== Verilen Metin
Emsal Mahkeme Kararı Ankara 5. Asliye Ticaret Mahkemesi 2017/300 E. 2022/195 K. 10.03.2022 T.

Görüntülediğiniz mahkeme kararı henüz kesinleşmemiştir. Yararlı olması amacıyla eklenmiştir.

T.C. ANKARA …ASLİYE TİCARET MAHKEMESİ
Türk Milleti Adına Yargılama Yapmaya ve Hüküm Vermeye Yetkili
ANKARA …ASLİYE TİCARET MAHKEMESİ
GEREKÇELİ KARAR
ESAS NO : … Esas
KARAR NO : 2022/195

DAVA : İtirazın İptali (Eser Sözleşmesinden Kaynaklanan)
DAVA TARİHİ : 21/04/2017
DAVA : Alacak
DAVA TARİHİ : 12/07/2017
KARAR TARİHİ : 10/03/2022
KARARIN YAZILDIĞI TARİH : 05/04/2022

Mahkememizde görülmekte olan İtirazın İptali (Eser Sözleşmesinden Kaynaklanan), Ticari Vedia Sözleşmesinden Kaynaklanan davasının yapılan açık yargılaması sonunda,
GEREĞİ DÜŞÜNÜLDÜ:
Asıl davada davacı vekili dava dilekçesinde; müvekkili şirketin taahhüdü altında yapımı devam eden “….Dükkan İnşaatı ile Altyapı ve Çevre Düzenlemesi İşi” ve “Hafriyat (Kazı-Dolga) İmalatları” işi için davalı şirket ile 30/04/2016 tarih 2015-031 sayılı sözleşme imzalandığını, davalı şirketin yapmış olduğu işlerle ilgili yapılan ara hakedişlerde davalı şirkete sehven fazla ödeme yapıldığının tespit edilmesi üzerine davalıya ihtarname keşide edilerek fazla ödenen paranın iadesinin talep edildiğini, ihtarnameye cevap verilmemesi ve fazla ödenen paranın da iade edilmemesi üzerine icra takibi başlatıldığını, itiraz üzerine takibin durduğunu belirterek davalının Ankara … Müdürlüğü’nün … E sayılı takip dosyasına vaki itirazının iptali ile takibin devamına ve icra inkar tazminatına karar verilmesini talep ve dava etmiştir.
====
== Kayıtlı Veriler
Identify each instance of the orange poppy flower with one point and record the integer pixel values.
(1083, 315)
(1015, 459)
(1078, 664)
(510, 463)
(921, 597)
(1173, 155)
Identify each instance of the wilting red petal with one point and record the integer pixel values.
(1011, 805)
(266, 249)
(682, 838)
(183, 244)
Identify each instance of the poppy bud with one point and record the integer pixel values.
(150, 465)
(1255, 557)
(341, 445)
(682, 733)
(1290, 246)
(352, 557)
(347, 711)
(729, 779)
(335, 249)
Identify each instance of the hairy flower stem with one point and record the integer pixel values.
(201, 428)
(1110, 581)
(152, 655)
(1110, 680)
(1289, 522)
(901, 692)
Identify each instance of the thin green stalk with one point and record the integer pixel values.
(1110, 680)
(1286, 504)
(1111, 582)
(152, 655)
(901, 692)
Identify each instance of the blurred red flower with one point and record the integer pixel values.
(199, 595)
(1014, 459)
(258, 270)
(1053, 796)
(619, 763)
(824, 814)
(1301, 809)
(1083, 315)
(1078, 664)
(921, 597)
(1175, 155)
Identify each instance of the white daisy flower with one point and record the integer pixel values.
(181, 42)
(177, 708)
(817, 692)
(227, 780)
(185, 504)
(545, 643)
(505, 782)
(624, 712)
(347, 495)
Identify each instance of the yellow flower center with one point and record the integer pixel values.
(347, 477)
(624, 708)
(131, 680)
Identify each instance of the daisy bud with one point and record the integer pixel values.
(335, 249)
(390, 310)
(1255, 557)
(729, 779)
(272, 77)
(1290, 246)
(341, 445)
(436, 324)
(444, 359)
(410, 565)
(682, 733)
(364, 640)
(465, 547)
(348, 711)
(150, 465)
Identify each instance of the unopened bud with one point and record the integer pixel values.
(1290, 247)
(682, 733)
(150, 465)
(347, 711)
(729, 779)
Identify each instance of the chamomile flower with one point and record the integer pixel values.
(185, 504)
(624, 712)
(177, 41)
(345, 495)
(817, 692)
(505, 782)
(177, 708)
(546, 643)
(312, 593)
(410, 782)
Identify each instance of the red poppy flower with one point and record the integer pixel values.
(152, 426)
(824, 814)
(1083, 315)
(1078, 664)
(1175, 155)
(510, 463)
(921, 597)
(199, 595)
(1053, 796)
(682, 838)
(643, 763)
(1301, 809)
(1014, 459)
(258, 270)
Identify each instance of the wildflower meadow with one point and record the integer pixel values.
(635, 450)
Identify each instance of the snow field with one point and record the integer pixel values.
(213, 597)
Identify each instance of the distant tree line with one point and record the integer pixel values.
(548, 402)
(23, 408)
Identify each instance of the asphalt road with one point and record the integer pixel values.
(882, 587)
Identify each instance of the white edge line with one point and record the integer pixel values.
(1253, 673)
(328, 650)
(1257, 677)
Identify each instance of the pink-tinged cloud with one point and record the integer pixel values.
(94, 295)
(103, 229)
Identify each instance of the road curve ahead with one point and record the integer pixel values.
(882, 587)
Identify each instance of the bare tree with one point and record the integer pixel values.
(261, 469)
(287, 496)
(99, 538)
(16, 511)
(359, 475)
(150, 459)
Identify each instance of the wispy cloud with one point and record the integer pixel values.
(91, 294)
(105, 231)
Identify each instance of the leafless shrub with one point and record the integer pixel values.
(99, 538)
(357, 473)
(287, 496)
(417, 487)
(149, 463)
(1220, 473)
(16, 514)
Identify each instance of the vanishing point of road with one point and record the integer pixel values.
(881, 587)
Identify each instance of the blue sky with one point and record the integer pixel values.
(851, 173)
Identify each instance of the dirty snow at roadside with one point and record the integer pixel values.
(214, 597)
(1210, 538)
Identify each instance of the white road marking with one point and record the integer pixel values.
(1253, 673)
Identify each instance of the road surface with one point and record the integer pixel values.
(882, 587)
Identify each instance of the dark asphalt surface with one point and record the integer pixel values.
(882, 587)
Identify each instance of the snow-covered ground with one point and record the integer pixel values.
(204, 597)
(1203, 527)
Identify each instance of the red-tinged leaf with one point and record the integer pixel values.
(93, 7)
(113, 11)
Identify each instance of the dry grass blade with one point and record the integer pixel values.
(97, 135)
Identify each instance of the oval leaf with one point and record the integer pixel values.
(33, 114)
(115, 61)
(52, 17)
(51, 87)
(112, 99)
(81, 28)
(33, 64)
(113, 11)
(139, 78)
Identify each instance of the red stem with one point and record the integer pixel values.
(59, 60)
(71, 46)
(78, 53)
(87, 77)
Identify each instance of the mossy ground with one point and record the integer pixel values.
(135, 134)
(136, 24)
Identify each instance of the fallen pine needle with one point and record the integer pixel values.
====
**İstenen:**
Mahkeme kararının "T.C. ANKARA …ASLİYE" ile başlayıp "DAVA : İtirazın İptali (Eser Sözleşmesinden Kaynaklanan)" ile biten kısmını, "GEREKÇELİ KARAR" ifadesinin yerine "KISA KARAR" gelecek biçimde düzenleyerek yeniden yazın.

**Yazılı Çözüm:**
T.C. ANKARA …ASLİYE TİCARET MAHKEMESİ
Türk Milleti Adına Yargılama Yapmaya ve Hüküm Vermeye Yetkili
ANKARA …ASLİYE TİCARET MAHKEMESİ
KISA KARAR
ESAS NO : … Esas
KARAR NO : 2022/195

DAVA : İtirazın İptali (Eser Sözleşmesinden Kaynaklanan)